● **Rows**
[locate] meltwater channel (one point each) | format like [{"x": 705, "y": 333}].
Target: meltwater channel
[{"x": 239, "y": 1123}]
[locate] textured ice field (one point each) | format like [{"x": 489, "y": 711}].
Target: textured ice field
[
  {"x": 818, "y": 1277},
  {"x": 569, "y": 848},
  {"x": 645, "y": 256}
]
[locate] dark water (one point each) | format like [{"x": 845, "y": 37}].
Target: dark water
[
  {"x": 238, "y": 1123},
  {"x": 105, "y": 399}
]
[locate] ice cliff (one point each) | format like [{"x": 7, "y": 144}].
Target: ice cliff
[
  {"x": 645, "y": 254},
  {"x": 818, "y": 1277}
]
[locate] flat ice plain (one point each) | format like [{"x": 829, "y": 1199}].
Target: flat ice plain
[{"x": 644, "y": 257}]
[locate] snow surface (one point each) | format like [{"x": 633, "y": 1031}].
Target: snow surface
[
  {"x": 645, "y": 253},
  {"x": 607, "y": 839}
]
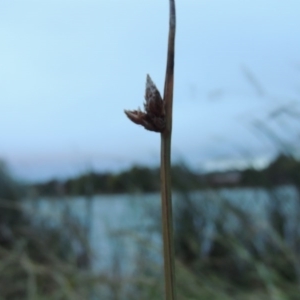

● **Prompt**
Please recast the entries above as a numbered list, running from the line with "[locate] snow surface" through the end of the entries, both ends included. Omit blank lines and leave the pictures out.

● **Task response**
1. [locate] snow surface (one point each) | format like [{"x": 633, "y": 1031}].
2. Target: snow surface
3. [
4.   {"x": 645, "y": 253},
5.   {"x": 607, "y": 839}
6. ]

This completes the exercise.